_Activity_: Please give back, exactly as written, only the line containing "Field report states that the white blanket" and every line after it until the data below ends.

_Material provided_:
========================================================================

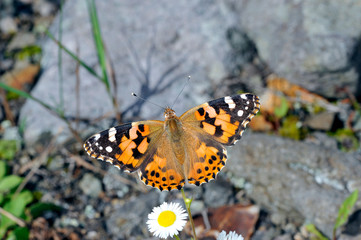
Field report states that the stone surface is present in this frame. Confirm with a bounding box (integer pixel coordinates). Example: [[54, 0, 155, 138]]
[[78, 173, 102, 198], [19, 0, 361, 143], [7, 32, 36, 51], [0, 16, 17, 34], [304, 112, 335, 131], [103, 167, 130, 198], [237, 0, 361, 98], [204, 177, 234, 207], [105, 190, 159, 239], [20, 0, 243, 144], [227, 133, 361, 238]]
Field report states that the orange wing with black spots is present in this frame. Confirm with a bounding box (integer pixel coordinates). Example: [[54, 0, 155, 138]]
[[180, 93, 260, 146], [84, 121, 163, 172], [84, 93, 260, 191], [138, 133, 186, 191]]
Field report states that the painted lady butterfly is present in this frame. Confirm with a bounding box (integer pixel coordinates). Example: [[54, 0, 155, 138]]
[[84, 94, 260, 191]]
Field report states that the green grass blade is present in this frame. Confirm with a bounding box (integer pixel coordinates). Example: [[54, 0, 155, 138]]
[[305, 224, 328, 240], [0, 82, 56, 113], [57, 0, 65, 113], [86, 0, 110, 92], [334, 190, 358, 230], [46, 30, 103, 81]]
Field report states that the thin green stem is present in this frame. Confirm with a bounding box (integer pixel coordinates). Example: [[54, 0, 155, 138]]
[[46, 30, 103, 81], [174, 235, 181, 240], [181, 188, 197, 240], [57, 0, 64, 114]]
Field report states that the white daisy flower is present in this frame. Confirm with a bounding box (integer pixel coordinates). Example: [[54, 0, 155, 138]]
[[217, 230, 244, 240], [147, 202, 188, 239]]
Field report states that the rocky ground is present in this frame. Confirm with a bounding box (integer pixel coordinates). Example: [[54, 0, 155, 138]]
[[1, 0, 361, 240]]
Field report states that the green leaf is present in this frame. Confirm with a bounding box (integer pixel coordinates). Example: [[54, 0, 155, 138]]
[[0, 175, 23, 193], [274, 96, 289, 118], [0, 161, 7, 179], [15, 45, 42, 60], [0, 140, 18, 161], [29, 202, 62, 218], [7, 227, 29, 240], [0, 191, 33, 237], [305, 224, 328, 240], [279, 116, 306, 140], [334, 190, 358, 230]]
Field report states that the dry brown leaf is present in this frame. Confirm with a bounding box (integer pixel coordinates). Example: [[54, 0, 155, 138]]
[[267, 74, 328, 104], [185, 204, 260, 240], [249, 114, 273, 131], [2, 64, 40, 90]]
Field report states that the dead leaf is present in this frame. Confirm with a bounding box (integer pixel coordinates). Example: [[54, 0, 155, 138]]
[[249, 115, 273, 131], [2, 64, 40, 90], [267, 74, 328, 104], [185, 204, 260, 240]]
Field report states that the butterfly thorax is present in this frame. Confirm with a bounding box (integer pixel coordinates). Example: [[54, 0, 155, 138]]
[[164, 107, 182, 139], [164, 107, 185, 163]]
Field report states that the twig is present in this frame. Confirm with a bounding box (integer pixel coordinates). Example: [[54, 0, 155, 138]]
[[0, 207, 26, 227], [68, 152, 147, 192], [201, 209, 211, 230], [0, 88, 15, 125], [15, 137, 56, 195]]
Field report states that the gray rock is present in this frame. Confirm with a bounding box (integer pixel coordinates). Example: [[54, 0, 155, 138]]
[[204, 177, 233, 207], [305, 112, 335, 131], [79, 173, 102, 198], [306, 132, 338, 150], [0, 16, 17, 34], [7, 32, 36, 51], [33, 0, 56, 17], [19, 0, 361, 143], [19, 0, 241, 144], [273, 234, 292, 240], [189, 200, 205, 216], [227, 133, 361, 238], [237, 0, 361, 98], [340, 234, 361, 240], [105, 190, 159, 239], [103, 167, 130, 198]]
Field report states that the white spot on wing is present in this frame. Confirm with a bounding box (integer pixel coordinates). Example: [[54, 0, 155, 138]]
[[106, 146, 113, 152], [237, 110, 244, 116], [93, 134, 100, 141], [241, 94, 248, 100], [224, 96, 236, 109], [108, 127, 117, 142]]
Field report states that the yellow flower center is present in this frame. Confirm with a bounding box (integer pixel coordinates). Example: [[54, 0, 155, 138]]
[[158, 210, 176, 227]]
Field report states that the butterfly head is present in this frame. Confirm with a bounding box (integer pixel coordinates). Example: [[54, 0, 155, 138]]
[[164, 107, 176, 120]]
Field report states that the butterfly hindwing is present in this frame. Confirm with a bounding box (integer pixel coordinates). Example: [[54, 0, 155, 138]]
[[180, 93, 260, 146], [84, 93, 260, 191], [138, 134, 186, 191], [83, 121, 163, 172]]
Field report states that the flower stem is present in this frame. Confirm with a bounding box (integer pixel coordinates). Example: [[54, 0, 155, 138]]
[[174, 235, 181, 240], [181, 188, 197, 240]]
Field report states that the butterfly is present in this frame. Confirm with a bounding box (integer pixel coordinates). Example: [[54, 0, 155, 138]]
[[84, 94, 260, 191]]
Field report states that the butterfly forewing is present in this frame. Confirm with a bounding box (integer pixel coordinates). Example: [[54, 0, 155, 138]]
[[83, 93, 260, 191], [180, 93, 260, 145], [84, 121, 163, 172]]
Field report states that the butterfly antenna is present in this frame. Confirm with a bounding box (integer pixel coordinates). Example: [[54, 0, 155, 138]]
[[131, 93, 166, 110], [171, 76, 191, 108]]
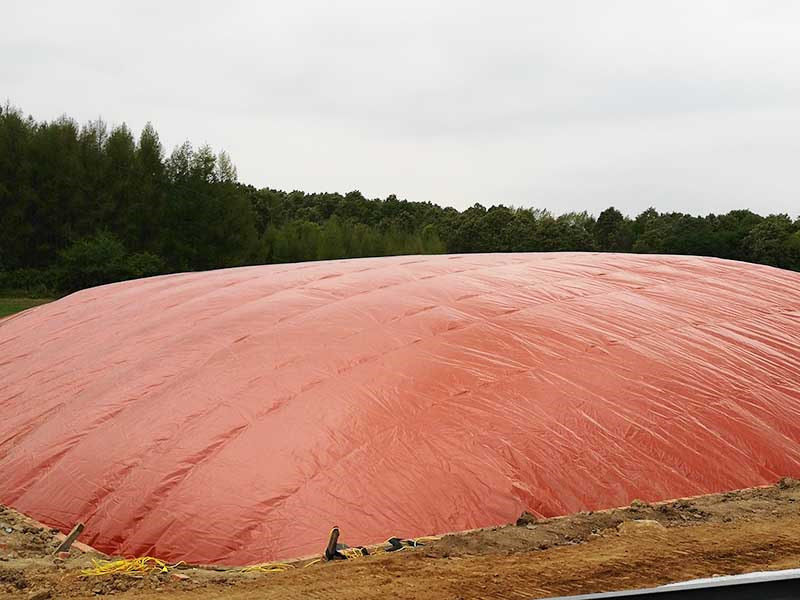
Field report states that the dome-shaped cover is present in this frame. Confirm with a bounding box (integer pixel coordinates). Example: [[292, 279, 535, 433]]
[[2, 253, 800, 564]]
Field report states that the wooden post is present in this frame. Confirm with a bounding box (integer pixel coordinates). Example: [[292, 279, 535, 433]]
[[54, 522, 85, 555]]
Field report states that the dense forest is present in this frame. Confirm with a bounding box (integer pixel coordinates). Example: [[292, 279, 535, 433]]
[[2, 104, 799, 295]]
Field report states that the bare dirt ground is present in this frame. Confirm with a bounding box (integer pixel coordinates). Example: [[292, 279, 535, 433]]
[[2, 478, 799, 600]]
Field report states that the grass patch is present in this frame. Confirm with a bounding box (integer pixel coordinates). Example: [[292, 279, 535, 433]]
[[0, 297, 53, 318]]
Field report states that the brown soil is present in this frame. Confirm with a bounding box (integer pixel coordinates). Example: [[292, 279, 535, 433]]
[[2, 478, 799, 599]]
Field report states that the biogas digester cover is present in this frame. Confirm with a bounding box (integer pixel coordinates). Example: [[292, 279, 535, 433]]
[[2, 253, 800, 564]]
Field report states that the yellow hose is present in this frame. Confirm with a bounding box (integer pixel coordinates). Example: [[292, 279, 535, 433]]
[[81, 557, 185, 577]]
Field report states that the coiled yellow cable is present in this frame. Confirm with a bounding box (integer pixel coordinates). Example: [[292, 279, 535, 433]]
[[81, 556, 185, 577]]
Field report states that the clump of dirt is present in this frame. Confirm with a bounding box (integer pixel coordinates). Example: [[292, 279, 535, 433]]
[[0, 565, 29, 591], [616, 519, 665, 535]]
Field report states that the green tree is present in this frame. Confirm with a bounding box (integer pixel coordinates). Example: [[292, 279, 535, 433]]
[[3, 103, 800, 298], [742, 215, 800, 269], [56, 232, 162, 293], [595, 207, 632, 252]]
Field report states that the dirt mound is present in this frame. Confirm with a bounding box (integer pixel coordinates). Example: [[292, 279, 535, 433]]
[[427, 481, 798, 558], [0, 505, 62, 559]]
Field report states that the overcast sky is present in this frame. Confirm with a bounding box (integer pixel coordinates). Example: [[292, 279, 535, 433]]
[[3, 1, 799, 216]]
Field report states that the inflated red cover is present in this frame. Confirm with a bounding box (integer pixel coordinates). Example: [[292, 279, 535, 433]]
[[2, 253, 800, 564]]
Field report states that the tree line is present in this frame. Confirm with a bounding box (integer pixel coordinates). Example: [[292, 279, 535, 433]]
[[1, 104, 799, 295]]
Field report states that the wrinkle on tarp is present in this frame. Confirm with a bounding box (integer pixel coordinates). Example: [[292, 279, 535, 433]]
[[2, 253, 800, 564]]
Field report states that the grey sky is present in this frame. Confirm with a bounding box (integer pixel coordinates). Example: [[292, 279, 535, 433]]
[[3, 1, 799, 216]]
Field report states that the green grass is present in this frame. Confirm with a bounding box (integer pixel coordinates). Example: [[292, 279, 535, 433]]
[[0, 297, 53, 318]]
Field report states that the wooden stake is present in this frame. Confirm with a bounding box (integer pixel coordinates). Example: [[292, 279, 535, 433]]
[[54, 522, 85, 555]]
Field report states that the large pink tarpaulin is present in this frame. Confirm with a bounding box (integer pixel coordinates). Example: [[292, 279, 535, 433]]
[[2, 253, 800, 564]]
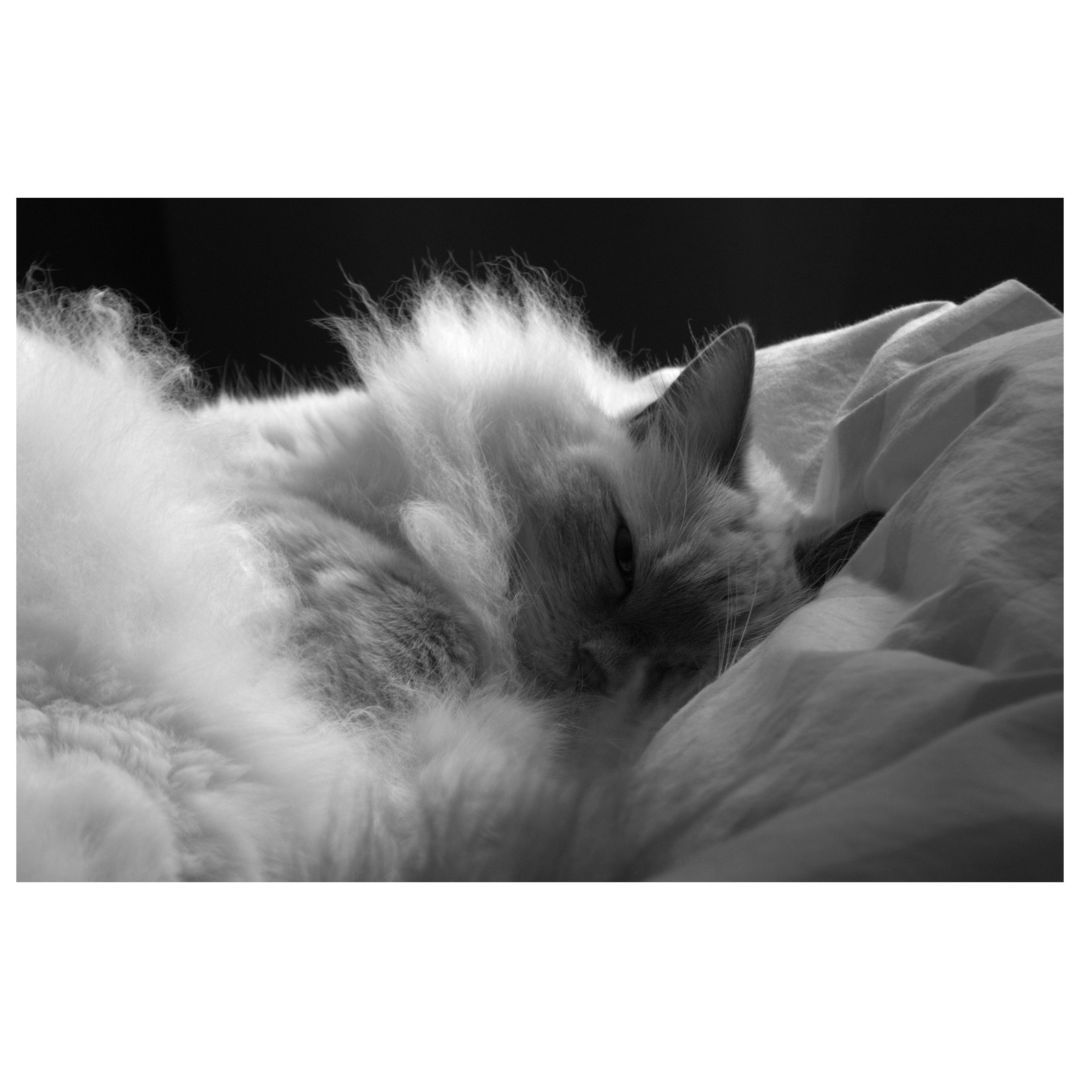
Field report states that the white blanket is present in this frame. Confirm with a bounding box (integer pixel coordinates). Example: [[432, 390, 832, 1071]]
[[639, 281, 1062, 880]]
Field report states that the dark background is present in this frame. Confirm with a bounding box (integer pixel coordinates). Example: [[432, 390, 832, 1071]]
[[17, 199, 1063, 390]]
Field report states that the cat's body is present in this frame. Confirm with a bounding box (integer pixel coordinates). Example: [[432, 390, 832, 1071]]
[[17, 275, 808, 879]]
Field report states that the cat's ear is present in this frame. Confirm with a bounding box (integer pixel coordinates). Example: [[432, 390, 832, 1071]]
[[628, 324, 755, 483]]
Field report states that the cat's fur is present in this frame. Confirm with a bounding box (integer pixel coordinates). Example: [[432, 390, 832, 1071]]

========================================================================

_Solution for this exercise_:
Field report states that the white blanket is present in this frame. Confirm with a bounding box (integer pixel coordinates). Example: [[432, 390, 832, 1071]]
[[639, 281, 1062, 880]]
Field report states that the dark background is present in this frame. Confirm with a bounding box (integer pixel coordinates). Example: [[432, 390, 832, 1071]]
[[17, 199, 1063, 390]]
Field report states that the cat's body is present in this frame. Confirm with a bounding box (integer pixel coordinates). Example: [[432, 390, 832, 1071]]
[[17, 275, 808, 879]]
Field report states that the cat's ear is present in this frame. Confirm with a bounding box (integer pixel coordinates). Example: [[432, 390, 832, 1071]]
[[628, 324, 755, 483]]
Field report states that the cat's fur is present in this frame. Confirm with a bounding box (integer pixel coordinates). Example: [[432, 390, 832, 1071]]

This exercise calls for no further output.